- Ordinanza 7963 del 2012 -
Il datore che non fa lavorare affatto il dipendente, non mette in atto un semplice demansionamento, ma lede il diritto del lavoratore a eseguire la propria prestazione lavorativa, diritto della persona riconosciuto dalla nostra Costituzione. Con questa condotta non adempie a un obbligo derivante dal contratto di lavoro e incorre in responsabilità contrattuale. Lo sostiene la Corte di cassazione nell'ordinanza 7963 del 2012.
La decisione riguarda un lavoratore che, reintegrato nel posto di lavoro, viene, tuttavia, lasciato a oziare. Si rivolge allora al giudice del lavoro per essere risarcito per il danno derivante dal comportamento del datore di lavoro. Il tribunale gli dà ragione e condanna l'azienda al risarcimento del danno biologico e di quello alla professionalità, quantificato in 26mila euro.
La società si rivolge alla Corte d'appello, che conferma l'esistenza di un demansionamento, ma nega il danno per la perdita di professionalità. In particolare, i giudici affermano che il mancato esercizio di un'attività professionale non rappresenta, di per sé, un danno risarcibile, perché deve essere il lavoratore a provare l'impoverimento del proprio patrimonio cognitivo teorico-pratico o la perdita di occasioni di promozione o di sviluppo di carriera.

::::::

Riscrivi il testo sull'ordinanza da "La decisione riguarda" a "in 26mila euro.", sostituendo "26mila euro" con "ventiseimila euro". Le righe riportate più avanti sono materiale a sé, indipendente dal testo sull'ordinanza.

■ RIGHE FORNITE
::::::

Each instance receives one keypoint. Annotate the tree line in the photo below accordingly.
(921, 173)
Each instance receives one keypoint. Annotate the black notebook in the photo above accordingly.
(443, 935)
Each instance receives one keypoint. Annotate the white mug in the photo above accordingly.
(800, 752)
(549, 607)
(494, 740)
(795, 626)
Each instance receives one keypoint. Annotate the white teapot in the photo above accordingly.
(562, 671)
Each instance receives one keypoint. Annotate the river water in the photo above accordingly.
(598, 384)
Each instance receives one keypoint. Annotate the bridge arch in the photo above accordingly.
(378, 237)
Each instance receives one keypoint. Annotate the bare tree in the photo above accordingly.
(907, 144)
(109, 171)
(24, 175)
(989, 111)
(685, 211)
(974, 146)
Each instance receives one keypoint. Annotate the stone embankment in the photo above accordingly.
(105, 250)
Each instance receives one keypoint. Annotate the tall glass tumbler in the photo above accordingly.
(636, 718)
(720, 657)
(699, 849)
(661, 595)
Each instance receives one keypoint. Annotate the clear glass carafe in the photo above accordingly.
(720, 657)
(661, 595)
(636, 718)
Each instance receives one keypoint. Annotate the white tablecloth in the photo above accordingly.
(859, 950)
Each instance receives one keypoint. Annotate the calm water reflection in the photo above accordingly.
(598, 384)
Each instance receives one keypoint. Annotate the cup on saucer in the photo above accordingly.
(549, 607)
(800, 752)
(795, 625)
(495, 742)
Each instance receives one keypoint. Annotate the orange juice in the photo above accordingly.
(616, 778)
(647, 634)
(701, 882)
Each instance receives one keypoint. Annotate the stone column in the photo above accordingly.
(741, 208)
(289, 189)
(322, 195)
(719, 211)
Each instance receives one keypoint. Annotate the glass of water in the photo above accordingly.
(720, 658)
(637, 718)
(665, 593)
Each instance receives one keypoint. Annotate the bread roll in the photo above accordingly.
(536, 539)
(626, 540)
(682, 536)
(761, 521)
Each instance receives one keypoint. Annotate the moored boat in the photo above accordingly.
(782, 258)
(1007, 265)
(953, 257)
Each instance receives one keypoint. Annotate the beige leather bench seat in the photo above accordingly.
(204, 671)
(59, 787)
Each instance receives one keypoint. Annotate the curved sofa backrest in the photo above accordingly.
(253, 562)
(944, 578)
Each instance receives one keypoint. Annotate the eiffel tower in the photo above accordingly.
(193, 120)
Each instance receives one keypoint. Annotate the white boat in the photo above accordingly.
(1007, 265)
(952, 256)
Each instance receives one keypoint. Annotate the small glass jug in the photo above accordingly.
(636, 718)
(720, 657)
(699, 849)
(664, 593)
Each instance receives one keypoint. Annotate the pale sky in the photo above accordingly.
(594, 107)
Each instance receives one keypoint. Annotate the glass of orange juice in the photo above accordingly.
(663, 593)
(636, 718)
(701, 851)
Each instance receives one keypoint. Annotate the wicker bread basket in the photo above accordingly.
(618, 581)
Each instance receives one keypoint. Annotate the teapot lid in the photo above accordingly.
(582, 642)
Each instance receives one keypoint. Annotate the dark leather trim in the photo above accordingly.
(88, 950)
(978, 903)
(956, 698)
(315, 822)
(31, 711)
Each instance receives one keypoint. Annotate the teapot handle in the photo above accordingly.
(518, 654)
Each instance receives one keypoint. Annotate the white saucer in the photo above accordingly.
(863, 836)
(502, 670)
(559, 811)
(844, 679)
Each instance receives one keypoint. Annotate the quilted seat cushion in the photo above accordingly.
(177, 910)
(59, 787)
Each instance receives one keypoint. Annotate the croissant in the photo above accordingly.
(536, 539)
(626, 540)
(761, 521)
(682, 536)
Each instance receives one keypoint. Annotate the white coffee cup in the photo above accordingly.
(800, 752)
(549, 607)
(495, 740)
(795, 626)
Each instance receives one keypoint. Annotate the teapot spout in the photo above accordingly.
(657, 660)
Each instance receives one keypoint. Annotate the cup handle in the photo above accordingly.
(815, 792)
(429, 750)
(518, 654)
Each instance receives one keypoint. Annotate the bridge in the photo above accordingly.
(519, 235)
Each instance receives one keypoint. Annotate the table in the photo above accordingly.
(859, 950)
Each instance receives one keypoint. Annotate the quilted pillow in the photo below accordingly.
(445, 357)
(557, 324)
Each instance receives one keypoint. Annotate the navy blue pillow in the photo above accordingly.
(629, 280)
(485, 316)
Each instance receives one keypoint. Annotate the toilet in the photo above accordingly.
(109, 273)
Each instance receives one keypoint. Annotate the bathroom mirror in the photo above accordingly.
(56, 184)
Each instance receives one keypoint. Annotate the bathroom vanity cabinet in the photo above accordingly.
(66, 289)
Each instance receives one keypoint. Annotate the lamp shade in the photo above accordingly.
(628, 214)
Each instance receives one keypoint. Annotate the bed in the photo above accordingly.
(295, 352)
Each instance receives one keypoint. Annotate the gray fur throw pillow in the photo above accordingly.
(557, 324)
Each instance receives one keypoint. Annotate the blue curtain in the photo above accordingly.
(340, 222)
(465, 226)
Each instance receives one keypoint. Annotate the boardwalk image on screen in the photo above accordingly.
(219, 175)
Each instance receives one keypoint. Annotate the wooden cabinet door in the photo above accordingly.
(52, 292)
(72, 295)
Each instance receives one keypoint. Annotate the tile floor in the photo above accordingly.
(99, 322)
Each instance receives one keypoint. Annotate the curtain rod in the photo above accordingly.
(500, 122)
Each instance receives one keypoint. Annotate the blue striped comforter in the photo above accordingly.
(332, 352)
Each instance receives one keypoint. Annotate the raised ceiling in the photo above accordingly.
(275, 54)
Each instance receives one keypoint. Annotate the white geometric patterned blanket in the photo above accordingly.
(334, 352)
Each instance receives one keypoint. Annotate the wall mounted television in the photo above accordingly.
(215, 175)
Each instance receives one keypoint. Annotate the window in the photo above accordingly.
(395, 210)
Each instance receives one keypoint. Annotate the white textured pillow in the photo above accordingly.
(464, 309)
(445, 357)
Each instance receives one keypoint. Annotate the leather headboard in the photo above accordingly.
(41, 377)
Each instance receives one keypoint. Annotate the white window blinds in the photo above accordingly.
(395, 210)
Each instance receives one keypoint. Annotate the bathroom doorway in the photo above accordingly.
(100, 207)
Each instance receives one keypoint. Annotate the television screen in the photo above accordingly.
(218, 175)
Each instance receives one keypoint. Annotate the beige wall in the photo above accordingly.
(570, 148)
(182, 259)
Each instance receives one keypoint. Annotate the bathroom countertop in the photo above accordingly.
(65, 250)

::::::

■ RISPOSTA
La decisione riguarda un lavoratore che, reintegrato nel posto di lavoro, viene, tuttavia, lasciato a oziare. Si rivolge allora al giudice del lavoro per essere risarcito per il danno derivante dal comportamento del datore di lavoro. Il tribunale gli dà ragione e condanna l'azienda al risarcimento del danno biologico e di quello alla professionalità, quantificato in ventiseimila euro.